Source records
========================================

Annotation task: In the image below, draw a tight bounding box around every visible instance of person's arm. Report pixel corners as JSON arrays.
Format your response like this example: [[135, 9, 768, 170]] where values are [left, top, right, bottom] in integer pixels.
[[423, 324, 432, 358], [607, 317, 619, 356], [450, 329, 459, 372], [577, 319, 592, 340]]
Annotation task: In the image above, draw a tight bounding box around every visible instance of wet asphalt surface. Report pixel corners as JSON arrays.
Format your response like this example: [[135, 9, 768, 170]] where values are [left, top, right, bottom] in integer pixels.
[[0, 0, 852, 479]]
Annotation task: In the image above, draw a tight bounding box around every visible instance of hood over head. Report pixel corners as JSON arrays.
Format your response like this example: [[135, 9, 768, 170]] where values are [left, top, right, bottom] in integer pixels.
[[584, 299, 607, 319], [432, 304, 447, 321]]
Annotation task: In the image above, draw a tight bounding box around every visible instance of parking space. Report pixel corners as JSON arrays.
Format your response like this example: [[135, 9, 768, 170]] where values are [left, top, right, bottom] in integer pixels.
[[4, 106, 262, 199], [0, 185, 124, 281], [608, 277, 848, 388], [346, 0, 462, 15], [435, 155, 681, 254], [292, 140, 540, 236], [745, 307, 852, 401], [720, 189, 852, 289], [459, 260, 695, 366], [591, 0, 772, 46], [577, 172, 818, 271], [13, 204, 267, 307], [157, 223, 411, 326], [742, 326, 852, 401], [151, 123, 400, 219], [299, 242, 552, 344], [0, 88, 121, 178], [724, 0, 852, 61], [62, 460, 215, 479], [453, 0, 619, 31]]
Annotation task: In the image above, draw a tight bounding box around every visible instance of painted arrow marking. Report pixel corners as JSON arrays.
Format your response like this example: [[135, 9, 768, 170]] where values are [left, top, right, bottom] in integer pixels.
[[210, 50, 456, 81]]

========================================

§ Task goal:
Rewrite all of the material above, substituting "snug bounding box" for every occurrence of "tight bounding box" and keeping everything else unchanged.

§ Solved exercise:
Annotation task: In the image below, draw a snug bounding box around every visible instance of person's arm. Report pixel corners as JSON arrays.
Format your response like this example: [[135, 9, 768, 170]] where values are [left, top, right, bottom] in integer pixels.
[[423, 324, 432, 358], [607, 317, 619, 356], [450, 329, 459, 372], [577, 319, 592, 340]]
Annotation task: In the image above, draw a snug bounding box around every visible instance of wet asphalt surface. Report pixel corners as JSON arrays.
Format your response like this example: [[135, 9, 768, 170]] where values are [left, top, right, bottom] in integer pixels.
[[0, 0, 852, 479]]
Annotation task: In the image above, draw a snug bounding box around every visible instance of hood over head. Report pixel corners as JSON arrays.
Format your response like this example: [[135, 9, 768, 170]] where values are [left, top, right, bottom] in integer pixels.
[[584, 299, 607, 319], [432, 304, 447, 321]]
Annotation task: In the image above, draw a snug bounding box around every visible instance of parking space. Report pixel corners as JSON arrays.
Format your response like this example: [[135, 9, 768, 170]] where values are [left, top, right, bottom] in integer pixels.
[[4, 106, 262, 199], [0, 185, 124, 281], [608, 277, 848, 388], [346, 0, 462, 15], [435, 155, 681, 254], [292, 140, 540, 236], [745, 307, 852, 401], [720, 189, 852, 289], [459, 260, 695, 366], [591, 0, 772, 46], [577, 172, 818, 271], [13, 204, 267, 307], [157, 223, 411, 326], [742, 326, 852, 401], [151, 123, 400, 219], [299, 242, 552, 344], [0, 88, 121, 178], [724, 0, 852, 61], [62, 460, 215, 479], [453, 0, 619, 31]]
Annotation task: In the image above, draw a snug bounding box around every visible instance of painted arrow marking. Report pixel corners as JSON arrays.
Format your response like this example: [[135, 9, 768, 170]] where values are [left, top, right, bottom] in integer pixels.
[[210, 50, 456, 81]]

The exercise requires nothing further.